• Your task: Every entry must be given again exactly as it is written.

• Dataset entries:
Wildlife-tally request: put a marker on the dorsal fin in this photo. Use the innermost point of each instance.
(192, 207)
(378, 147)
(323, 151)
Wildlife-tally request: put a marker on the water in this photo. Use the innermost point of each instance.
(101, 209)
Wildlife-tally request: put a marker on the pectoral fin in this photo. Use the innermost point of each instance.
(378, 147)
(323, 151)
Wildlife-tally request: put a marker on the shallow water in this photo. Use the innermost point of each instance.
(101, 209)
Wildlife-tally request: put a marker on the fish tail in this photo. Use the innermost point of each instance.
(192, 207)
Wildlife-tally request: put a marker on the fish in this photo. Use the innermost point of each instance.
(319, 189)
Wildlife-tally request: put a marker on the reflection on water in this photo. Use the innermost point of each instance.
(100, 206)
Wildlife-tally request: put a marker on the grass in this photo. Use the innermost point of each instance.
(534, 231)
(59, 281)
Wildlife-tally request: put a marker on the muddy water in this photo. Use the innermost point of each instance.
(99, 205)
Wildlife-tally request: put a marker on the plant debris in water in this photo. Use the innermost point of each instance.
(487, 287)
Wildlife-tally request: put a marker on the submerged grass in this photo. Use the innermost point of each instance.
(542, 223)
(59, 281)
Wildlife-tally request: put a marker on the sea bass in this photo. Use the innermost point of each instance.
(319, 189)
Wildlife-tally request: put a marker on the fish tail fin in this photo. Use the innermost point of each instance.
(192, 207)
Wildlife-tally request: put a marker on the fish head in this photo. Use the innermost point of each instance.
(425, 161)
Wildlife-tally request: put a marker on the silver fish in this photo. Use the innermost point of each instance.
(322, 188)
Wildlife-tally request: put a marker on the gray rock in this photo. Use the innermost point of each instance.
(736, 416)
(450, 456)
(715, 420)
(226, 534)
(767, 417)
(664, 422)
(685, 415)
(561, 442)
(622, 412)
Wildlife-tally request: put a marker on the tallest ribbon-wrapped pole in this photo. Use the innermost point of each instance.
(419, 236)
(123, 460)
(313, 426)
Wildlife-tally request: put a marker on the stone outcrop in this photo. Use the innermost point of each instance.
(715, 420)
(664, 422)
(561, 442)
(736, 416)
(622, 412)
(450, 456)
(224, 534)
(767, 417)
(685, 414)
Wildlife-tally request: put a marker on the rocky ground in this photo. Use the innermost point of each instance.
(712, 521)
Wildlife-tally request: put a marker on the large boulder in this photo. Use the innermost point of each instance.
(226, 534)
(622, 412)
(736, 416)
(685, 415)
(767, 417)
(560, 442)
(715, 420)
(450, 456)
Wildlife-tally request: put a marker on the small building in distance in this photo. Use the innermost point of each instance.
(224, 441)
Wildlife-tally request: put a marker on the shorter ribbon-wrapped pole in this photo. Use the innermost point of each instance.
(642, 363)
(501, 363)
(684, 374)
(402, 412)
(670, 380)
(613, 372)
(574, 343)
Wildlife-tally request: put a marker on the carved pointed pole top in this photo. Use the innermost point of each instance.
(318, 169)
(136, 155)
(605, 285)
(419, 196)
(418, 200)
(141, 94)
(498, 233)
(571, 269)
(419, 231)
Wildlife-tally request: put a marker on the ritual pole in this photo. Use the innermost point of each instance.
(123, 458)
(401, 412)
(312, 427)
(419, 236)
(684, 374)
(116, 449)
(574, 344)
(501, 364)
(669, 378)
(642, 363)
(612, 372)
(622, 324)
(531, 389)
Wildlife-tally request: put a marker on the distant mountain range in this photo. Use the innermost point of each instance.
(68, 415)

• Answer:
Wildlife-tally request: put a marker on the dorsal fin in this photo. Use the innermost point of each instance.
(192, 207)
(378, 147)
(323, 151)
Wildlife-tally request: put a marker on the water in this photo. Use the innermost point of each instance.
(101, 209)
Wildlife-tally request: put a marker on the pectoral fin in this photo. Use the innermost point of each instance.
(378, 147)
(323, 151)
Wildlife-tally request: put a marker on the shallow water in this photo. Use the innermost point of each instance.
(101, 209)
Wildlife-tally request: put a marker on the fish tail in this photo. Use the innermost point of each instance.
(192, 207)
Wildlife-tally request: put a marker on the fish in this photo. Use the innermost point of each instance.
(319, 189)
Wildlife-tally request: put a marker on the reflection on water in this photo. Use the innermost point of each instance.
(100, 206)
Wildlife-tally request: put a marker on the grass in this photo. Use the innermost point of each instance.
(534, 231)
(59, 281)
Wildlife-tally request: put a marker on the muddy water in this photo. Use the innermost point of each instance.
(99, 205)
Wildlife-tally request: put a marker on the plant debris in water in this photo. Use the innermost point of each instance.
(487, 287)
Wildlife-tally request: put a marker on the submerged grass in this photo. Use the innermost point of each instance.
(542, 223)
(59, 281)
Wildlife-tally request: put a marker on the sea bass in this photo. Use the innermost point of each instance.
(319, 189)
Wildlife-tally request: put a marker on the fish tail fin in this photo. Use the innermost point of each instance.
(192, 207)
Wildlife-tally request: put a marker on the fish head in this photo. Use the innermost point of each instance.
(425, 161)
Wildlife-tally request: put a marker on the silver fish in this photo. Use the innermost point of each instance.
(322, 188)
Wildlife-tally request: put a marker on the gray rock in this photo. Use the innermost point of each instance.
(736, 416)
(450, 456)
(715, 420)
(226, 534)
(767, 417)
(664, 422)
(685, 415)
(561, 442)
(622, 412)
Wildlife-tally request: put a marker on the tallest ribbon-wrapped pole in this photo. Use the innermost point of each instance.
(419, 236)
(123, 460)
(313, 426)
Wildlife-tally request: put a marker on the stone outcrop in this photo. Use the innermost point of each instance.
(715, 420)
(664, 422)
(561, 442)
(736, 416)
(622, 412)
(450, 456)
(224, 534)
(767, 417)
(685, 414)
Wildlife-tally request: put a marker on the rocky ground in this photo. Use the innermost point of each instance.
(712, 521)
Wildlife-tally request: put a marker on the large boulder in this photo. Use the innermost point of each instance.
(226, 534)
(622, 412)
(736, 416)
(685, 415)
(767, 417)
(560, 442)
(715, 420)
(450, 456)
Wildlife-tally request: put a marker on the small building in distance in this photo. Use the innermost point of each instance.
(224, 441)
Wildlife-tally request: put a marker on the shorter ribbon-wrapped pole in this photo. Use the innermost point of each instance.
(642, 363)
(501, 363)
(684, 374)
(402, 412)
(670, 380)
(613, 372)
(574, 343)
Wildlife-tally request: put a marker on the carved pointed pole top in this photo. Use the innermost point of each instance.
(318, 169)
(136, 155)
(605, 285)
(419, 196)
(418, 200)
(141, 94)
(498, 233)
(571, 269)
(419, 231)
Wildlife-tally request: put a marker on the ritual pole in this photo. Use the innermost point of each instance.
(123, 458)
(401, 412)
(312, 427)
(419, 236)
(684, 374)
(116, 449)
(574, 344)
(501, 364)
(669, 378)
(642, 363)
(612, 372)
(622, 324)
(531, 389)
Wildlife-tally request: put a marker on the distant mountain range in this photo. Use the innermost point of each instance.
(68, 415)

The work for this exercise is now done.